-- WHAT TO PRODUCE --
Starting with the first line of the records and going on through the line containing "187 101 L 188", format each line as a row of a Markdown table with columns Row and Line. Put its number in Row and leave out blank lines.

- - - - -

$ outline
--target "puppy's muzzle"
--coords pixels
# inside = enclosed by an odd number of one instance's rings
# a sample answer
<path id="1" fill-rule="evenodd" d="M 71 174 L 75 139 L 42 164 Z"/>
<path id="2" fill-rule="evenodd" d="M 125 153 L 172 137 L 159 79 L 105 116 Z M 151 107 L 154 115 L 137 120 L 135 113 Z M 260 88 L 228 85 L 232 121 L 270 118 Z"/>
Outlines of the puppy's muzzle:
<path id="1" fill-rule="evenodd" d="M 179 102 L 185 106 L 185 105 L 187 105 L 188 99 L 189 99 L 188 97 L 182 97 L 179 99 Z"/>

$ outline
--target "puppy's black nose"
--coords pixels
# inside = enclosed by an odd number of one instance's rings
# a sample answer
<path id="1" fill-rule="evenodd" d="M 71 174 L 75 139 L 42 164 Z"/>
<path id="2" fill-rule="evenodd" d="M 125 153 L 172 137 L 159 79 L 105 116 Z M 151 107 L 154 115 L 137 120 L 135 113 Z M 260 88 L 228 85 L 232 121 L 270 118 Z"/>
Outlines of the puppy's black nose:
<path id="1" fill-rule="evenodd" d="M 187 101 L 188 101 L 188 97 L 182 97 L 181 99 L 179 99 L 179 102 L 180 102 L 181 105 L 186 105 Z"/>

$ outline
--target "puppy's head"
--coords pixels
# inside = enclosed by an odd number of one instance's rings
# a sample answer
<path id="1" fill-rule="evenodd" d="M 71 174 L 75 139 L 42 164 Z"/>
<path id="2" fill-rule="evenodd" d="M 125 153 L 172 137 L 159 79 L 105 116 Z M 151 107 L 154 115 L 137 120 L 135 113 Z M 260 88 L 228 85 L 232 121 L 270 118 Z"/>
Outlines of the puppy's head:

- - - - -

-- TASK OUTPUT --
| Row | Line |
|---|---|
| 1 | $ outline |
| 2 | --target "puppy's muzzle" |
| 3 | --coords pixels |
| 4 | # inside = enclosed by an odd number of one instance's rings |
| 5 | # a sample answer |
| 6 | <path id="1" fill-rule="evenodd" d="M 71 174 L 75 139 L 42 164 Z"/> |
| 7 | <path id="2" fill-rule="evenodd" d="M 125 153 L 172 137 L 159 79 L 105 116 Z M 151 107 L 154 115 L 137 120 L 135 113 Z M 260 88 L 228 85 L 232 121 L 270 118 Z"/> |
| 8 | Outlines of the puppy's muzzle: |
| 9 | <path id="1" fill-rule="evenodd" d="M 179 102 L 185 106 L 185 105 L 187 105 L 188 99 L 189 99 L 188 97 L 182 97 L 179 99 Z"/> |
| 10 | $ outline |
| 11 | --target "puppy's black nose" |
| 12 | --coords pixels |
| 13 | # inside = enclosed by an odd number of one instance's rings |
| 14 | # a sample answer |
| 15 | <path id="1" fill-rule="evenodd" d="M 71 174 L 75 139 L 42 164 Z"/> |
| 16 | <path id="2" fill-rule="evenodd" d="M 125 153 L 172 137 L 159 79 L 105 116 Z M 151 107 L 154 115 L 137 120 L 135 113 Z M 260 88 L 228 85 L 232 121 L 270 118 Z"/> |
| 17 | Outlines of the puppy's black nose: |
| 18 | <path id="1" fill-rule="evenodd" d="M 187 101 L 188 101 L 188 97 L 182 97 L 181 99 L 179 99 L 179 102 L 180 102 L 181 105 L 186 105 Z"/> |